*** Records shown ***
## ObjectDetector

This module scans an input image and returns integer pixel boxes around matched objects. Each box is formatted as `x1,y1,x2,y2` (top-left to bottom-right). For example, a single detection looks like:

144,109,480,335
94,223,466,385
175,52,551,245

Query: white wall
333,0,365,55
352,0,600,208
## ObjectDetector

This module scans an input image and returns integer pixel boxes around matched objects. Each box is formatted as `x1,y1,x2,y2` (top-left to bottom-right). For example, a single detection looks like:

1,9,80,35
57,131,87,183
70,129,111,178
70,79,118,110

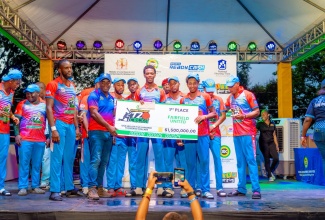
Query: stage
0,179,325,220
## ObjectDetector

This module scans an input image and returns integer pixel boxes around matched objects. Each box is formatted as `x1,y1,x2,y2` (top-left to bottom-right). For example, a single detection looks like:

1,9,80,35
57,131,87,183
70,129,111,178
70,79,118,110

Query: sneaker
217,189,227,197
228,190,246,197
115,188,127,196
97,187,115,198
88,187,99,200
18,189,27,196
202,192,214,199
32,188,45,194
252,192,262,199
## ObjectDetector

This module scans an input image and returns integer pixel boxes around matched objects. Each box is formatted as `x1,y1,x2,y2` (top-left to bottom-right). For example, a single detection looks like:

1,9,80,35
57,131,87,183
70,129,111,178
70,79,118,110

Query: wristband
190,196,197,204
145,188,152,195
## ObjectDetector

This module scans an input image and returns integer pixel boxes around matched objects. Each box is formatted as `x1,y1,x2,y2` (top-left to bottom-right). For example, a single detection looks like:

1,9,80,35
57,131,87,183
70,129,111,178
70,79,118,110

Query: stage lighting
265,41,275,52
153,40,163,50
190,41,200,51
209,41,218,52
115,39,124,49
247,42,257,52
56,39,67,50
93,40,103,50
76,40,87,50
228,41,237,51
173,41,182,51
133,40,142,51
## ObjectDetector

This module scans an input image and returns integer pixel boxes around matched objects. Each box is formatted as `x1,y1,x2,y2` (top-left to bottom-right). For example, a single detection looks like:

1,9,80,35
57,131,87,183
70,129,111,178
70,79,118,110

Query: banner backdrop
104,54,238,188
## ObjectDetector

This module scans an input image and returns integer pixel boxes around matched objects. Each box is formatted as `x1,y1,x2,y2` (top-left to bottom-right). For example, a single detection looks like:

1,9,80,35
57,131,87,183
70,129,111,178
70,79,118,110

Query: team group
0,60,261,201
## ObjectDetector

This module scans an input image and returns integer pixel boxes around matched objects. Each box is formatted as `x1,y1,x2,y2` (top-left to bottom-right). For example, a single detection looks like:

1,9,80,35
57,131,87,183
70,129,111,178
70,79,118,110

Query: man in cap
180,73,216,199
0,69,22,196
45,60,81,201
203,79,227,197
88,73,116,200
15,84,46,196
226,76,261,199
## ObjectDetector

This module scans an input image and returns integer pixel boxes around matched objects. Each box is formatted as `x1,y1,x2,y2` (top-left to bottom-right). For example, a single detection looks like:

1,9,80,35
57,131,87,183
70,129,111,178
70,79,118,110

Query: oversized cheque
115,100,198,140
***
*** Records shown ***
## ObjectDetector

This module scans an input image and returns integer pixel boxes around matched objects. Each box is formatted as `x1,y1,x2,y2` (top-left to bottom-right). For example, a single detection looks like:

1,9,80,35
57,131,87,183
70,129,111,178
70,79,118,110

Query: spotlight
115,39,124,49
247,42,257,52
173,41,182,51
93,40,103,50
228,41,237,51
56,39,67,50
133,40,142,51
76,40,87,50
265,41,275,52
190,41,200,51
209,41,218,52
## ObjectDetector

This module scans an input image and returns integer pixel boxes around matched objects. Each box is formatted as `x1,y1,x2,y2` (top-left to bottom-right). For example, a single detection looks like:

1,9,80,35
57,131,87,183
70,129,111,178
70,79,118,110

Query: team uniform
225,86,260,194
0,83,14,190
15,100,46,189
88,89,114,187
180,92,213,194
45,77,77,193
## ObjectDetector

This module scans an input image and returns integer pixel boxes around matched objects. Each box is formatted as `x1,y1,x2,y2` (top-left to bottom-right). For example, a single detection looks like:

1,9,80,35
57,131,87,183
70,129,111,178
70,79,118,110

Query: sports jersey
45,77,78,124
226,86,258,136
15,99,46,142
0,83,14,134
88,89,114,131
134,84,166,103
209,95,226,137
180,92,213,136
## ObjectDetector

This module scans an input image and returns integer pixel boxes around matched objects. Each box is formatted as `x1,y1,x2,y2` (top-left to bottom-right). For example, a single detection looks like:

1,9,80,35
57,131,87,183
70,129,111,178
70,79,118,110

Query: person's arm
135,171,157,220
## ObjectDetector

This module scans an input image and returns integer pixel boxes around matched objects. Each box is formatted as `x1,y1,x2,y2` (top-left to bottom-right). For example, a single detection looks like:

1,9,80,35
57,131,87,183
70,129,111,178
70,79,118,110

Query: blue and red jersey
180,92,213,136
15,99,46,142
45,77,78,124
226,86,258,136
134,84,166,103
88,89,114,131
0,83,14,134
***
Short problem> Locate each line in the rows above that contains the word "team" and copy those lines.

Response to the exercise>
Query: team group
Query: team uniform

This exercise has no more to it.